TEXT SHOWN —
┄┄┄┄┄┄┄┄┄┄
San Francisco Alleges Cruelty at 2 Petcos
Abysmal conditions led to deaths, suit says
Ilene Lelchuk, San Francisco Chronicle, June 19, 2002
Inspectors and customers found sick finches, a moldy dead turtle, dead birds and a toad "cooked to death" at two San Francisco Petco stores, according to a lawsuit the city filed Tuesday that claims the nationwide chain kept some animals in deplorable conditions.
San Francisco City Attorney Dennis Herrera claims in the suit that the stores have ignored repeated warnings and citations about their care of animals since 1999.
Herrera hopes to bar Petco -- which calls itself San Francisco's "coolest" pet store -- from selling animals in the city. The suit focuses on Petco outlets on Bryant Street and Sloat Boulevard, and Herrera will seek a court order to block the stores from selling animals.
"What was most disturbing was the fact that the cruelty and pattern of brazen violations of San Francisco health and safety standards continued over three years," Herrera said.
Company spokesman Shawn Underwood said he was surprised by San Francisco's lawsuit, especially because Petco's own regional managers regularly visit their local stores and perform spot inspections.
"So I would think if a store was cited for something, it would come up the chain, and we would have some knowledge about it," he said.
Petco is committed to training its staff under a program called "Pet Authority," Underwood said. "As a retailer it doesn't do us any good to have dead animals in the store," he said.
But Petco does have dead animals, sometimes in the display cases and cages and sometimes in its backroom freezers, said city Animal Care and Control Capt.
Vicky Guldbech, who conducted many of the store inspections.
"The cause of all this is the lack of training and not taking animals' lives as seriously as you should," Guldbech said.
"The kids who worked there didn't know the light fixtures (provided for warmth in reptile cages) were turned off, or how to turn them on. The didn't know how old the food was in the cages," she also said. "They are untrained young adults who don't know animal husbandry."
The local store managers declined to comment and referred questions to corporate headquarters.
IN EXPANSION MODE
The draw is convenience, with aisles filled with pet food, treats, shampoos,
leashes, toys and smalls pets for sale -- snakes, birds, hamsters. The stores also offer grooming services on site. Plus, you can bring your dog in to shop.
The city attorney's lawsuit comes at a time when national animal rights activists are gearing up a boycott campaign against Petco's 573 stores across 42 states.
"Petco treats their animals like office supplies, like paper clips and staplers, with absolutely no regard for their well being," said Dan Mathews, vice president of PETA, People for the Ethical Treatment of Animals.
┄┄┄┄┄┄┄┄┄┄
GIVEN INFORMATION —
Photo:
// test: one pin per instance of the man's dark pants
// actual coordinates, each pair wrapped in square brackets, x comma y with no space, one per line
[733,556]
┄┄┄┄┄┄┄┄┄┄
QUESTIONS TO ANSWER —
[1] Reproduce the stretch of the Petco lawsuit article from "IN EXPANSION MODE" through "in to shop.".
[2] According to the Petco lawsuit article, why was company spokesman Shawn Underwood surprised by San Francisco's lawsuit? Answer in one to three sentences.
[3] Pick up the Petco lawsuit article after its final sentence and carry it forward.

RESPONSES BY TASK —
[1]
IN EXPANSION MODE
The draw is convenience, with aisles filled with pet food, treats, shampoos,
leashes, toys and smalls pets for sale -- snakes, birds, hamsters. The stores also offer grooming services on site. Plus, you can bring your dog in to shop.

[2] Underwood was surprised because Petco's own regional managers regularly visit the local stores and perform spot inspections. He reasoned that if a store had been cited for something, it would have come up the chain and the company would have known about it.

[3]
PETA receives several calls a month from the public about dead or sick animals found at Petcos, Mathews said, yet Petco employees rarely respond.
At Petco's two local stores this week, the untrained eye might see little wrong except a few dead fish floating in tanks, which is not so unusual in any pet store.
At the Bryant Street location, at least 37 small white mice crawled over each other or slept in piles in a single case.
"Mice can't trample all over each other and urinate on each other all day long," Guldbech said.
Customers interviewed Tuesday said they'd witnessed no inhumane conditions, however.
"The two animals we bought here were in healthy condition," said Peter Susoev, who took home two bearded dragons from the Sloat store a few months ago.
Dave Collins, who was picking up supplies for a new puppy at the Sloat store, said he would stop shopping at Petco "if I saw animals were not their first priority."
-- Petco employees reported to Animal Care and Control officials that they were ordered by a store manager to place sick and dying animals in the freezer at the Bryant store.
-- Animal Care and Control seized three green iguanas and two rufus dwarf chameleons from the Sloat store. The iguanas, dehydrated and lethargic, had to be euthanized.
-- A customer visiting the Bryant Street store reported toads had "cooked to death" on heated floors of their enclosures because they had no water. The customer also said a dead, moldy turtle was floating in a tank with live turtles.
-- Animal Care and Control officers found three dead finches and four sick finches in a cage with dirty water at the Bryant store. They were dehydrated and had pneumonia. One of the sick birds died at a veterinarian hospital.